WHAT YOU WILL DO:
Write each line exactly, from the line that holds "on the beige" through the final line of the material, and no other line.

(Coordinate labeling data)
— START —

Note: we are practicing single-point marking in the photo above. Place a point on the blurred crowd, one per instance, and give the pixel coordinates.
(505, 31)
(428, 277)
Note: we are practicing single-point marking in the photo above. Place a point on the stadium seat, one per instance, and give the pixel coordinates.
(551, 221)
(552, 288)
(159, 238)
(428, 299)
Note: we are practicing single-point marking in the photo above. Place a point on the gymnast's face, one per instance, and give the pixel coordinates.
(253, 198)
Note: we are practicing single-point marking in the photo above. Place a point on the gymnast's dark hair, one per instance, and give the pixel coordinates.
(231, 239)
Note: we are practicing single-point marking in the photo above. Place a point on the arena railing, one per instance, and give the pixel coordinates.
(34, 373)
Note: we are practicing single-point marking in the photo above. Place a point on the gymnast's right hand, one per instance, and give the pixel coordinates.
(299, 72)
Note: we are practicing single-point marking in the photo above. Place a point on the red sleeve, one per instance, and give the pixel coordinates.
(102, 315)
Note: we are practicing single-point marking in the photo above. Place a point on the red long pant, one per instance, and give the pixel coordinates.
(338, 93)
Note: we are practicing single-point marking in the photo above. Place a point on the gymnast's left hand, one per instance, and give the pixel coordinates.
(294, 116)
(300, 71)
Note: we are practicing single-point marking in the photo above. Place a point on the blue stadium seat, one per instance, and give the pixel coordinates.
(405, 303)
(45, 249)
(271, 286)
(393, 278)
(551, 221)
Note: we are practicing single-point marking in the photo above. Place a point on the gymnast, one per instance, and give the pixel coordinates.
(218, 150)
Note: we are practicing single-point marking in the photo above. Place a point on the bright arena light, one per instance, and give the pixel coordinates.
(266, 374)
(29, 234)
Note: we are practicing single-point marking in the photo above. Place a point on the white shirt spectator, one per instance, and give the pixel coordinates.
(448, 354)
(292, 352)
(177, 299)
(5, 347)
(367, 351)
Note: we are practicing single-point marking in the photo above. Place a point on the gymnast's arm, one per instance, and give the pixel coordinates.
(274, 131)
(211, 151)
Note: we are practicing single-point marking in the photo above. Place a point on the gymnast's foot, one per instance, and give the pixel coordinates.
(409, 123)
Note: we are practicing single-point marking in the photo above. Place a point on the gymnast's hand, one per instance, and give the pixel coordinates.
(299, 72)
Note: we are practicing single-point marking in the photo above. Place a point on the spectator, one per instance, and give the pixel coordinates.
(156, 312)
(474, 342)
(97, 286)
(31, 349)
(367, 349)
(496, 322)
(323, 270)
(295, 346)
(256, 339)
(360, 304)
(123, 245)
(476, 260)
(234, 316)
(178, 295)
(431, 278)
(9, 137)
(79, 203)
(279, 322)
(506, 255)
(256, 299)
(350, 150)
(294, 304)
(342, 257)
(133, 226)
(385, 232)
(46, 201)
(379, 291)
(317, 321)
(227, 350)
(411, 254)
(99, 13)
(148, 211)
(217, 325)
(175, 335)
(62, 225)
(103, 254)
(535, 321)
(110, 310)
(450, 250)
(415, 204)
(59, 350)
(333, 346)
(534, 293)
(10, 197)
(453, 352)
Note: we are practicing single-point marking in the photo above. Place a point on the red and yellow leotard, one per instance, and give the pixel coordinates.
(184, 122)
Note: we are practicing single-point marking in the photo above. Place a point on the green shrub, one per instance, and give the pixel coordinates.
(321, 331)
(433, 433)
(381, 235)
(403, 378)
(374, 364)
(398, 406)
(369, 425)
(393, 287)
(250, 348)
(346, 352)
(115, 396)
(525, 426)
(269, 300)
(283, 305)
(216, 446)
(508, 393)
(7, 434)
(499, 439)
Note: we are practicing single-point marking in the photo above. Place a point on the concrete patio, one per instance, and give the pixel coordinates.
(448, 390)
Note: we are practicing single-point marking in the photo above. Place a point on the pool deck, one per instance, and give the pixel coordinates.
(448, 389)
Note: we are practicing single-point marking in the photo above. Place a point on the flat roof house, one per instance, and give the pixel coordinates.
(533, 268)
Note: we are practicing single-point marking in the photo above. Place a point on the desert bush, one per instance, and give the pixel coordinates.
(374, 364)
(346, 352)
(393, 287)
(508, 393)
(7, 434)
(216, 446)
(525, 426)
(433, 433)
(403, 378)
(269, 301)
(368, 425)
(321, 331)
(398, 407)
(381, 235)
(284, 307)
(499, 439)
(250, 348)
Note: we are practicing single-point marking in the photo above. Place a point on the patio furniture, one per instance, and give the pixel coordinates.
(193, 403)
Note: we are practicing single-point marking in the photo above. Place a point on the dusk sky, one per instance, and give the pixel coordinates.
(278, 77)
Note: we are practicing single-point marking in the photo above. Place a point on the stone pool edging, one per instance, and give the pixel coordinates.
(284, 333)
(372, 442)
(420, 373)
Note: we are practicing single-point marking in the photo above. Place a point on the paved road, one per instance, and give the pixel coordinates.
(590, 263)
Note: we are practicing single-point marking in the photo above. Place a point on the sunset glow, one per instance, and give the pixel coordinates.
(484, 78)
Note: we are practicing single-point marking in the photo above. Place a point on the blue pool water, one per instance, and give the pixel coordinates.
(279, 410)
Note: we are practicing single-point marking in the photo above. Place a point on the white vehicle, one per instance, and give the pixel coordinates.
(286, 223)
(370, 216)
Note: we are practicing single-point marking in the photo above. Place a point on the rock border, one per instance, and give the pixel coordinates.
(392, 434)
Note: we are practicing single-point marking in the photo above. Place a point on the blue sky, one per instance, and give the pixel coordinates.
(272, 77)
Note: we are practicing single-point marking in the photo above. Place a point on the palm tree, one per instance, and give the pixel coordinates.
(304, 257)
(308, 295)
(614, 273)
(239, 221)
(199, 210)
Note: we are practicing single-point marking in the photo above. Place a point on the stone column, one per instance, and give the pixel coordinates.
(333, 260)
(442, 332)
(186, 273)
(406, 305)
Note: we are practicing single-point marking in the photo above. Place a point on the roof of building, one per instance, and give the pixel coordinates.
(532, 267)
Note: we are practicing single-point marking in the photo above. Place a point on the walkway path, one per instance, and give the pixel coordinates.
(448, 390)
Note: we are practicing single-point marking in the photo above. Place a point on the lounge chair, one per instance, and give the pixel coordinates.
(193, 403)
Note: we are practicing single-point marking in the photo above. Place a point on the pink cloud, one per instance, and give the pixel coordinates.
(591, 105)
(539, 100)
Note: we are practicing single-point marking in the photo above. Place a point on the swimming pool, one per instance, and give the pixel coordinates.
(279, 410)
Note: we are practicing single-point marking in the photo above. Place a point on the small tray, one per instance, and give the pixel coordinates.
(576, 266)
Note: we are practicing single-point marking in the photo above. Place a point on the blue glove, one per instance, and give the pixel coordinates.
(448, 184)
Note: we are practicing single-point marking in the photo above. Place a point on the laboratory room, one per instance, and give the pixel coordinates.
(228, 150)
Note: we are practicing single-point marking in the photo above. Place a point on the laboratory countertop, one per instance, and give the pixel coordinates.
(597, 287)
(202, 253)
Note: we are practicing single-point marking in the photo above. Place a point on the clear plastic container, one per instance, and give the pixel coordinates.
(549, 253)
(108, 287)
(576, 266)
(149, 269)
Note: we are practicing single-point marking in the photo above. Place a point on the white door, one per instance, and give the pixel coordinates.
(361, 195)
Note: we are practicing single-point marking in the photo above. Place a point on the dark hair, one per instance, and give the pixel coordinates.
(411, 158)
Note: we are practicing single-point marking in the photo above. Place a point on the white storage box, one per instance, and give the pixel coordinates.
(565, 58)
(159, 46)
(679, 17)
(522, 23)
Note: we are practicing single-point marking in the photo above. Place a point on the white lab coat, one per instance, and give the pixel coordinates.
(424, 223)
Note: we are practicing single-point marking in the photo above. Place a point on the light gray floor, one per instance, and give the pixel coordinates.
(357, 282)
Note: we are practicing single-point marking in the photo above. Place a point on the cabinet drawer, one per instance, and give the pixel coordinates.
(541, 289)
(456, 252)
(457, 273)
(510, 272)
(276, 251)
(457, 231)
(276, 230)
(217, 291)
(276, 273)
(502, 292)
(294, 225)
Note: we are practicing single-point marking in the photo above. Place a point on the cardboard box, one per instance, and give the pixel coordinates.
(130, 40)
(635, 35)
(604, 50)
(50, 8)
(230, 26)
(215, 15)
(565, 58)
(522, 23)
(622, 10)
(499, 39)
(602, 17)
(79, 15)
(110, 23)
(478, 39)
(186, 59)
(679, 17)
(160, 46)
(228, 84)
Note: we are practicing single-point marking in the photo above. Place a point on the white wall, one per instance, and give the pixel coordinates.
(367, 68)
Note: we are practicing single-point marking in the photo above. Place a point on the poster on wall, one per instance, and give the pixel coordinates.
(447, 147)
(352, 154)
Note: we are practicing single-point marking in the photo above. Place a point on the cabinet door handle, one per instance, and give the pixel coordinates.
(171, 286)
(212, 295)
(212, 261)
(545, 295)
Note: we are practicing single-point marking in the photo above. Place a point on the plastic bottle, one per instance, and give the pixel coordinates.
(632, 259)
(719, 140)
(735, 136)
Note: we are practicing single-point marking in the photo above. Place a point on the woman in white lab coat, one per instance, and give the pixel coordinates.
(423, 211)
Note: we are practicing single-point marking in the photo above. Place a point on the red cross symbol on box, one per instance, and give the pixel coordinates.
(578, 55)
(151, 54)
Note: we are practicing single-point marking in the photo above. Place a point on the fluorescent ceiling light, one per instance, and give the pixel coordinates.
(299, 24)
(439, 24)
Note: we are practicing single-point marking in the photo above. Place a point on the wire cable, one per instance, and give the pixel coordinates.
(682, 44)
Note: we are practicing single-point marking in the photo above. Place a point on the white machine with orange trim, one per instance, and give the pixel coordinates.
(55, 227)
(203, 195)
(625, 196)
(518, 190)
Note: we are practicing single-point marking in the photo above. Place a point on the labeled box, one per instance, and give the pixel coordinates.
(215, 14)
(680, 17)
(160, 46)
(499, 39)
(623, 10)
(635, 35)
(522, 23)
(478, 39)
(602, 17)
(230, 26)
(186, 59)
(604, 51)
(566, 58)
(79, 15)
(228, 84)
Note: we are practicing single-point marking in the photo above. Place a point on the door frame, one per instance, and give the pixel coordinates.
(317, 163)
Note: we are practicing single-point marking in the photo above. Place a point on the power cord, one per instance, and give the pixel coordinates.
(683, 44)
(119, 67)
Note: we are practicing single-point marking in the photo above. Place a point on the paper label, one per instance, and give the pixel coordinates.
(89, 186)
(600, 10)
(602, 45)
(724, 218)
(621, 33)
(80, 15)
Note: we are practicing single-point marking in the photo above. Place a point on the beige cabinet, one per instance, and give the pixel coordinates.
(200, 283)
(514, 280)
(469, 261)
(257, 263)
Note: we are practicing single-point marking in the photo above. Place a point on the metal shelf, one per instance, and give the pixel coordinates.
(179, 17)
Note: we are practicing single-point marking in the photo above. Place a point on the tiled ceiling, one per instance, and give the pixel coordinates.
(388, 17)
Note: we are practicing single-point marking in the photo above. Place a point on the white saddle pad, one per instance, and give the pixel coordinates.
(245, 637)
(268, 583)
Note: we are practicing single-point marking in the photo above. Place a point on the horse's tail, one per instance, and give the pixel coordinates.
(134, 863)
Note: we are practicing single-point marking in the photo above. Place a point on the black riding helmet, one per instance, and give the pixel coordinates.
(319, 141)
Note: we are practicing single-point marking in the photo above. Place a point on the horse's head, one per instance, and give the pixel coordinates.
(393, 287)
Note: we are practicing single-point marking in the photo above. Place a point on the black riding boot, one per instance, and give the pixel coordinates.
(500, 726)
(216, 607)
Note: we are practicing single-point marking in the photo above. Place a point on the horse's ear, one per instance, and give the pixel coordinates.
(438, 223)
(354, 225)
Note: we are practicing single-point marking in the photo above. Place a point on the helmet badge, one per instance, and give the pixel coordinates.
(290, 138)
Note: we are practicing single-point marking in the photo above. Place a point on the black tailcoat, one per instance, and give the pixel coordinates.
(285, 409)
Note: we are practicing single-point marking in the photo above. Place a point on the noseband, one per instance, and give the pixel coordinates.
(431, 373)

— END —

ANSWER TO THE TASK:
Note: we are practicing single-point marking in the photo above. Place a point on the beige cabinet, one per instance, and give the pixel coordinates.
(200, 283)
(514, 280)
(469, 261)
(257, 263)
Note: we are practicing single-point marking in the photo above. Place a point on the metal shelf, one per instance, and give the pixel coordinates.
(179, 17)
Note: we are practicing single-point marking in the photo above. Place a point on the tiled ceiling, one per instance, and give the pixel coordinates.
(388, 17)
Note: we are practicing single-point marking in the photo above. Place a point on the white saddle pad, one per instance, and give the pixel coordinates.
(245, 637)
(268, 583)
Note: we are practicing single-point marking in the photo above. Place a point on the horse's tail, one per instance, and give the pixel coordinates.
(134, 863)
Note: we are practicing single-point marking in the photo above. Place a point on the black riding helmet, one per instance, and give the pixel coordinates.
(319, 141)
Note: we are practicing single-point marking in the photo above. Place a point on the horse's head, one per instance, and give the pixel coordinates.
(393, 287)
Note: we are practicing single-point marking in the photo above. Place a point on the black riding boot, one per instance, and give the pixel coordinates.
(500, 726)
(216, 607)
Note: we are practicing single-point marking in the photo above. Place a point on the horse's ear, one per instance, and give the pixel coordinates.
(438, 223)
(354, 225)
Note: we are practicing single-point marking in the photo above. Place a point on the helmet badge, one per instance, and give the pixel coordinates.
(290, 138)
Note: we are practicing single-point marking in the photo above. Place a point on the black tailcoat, one per instance, and give the pixel coordinates.
(285, 409)
Note: we are practicing single-point marking in the photo above. Place a point on the noseband, one per instance, and give the pixel coordinates.
(431, 373)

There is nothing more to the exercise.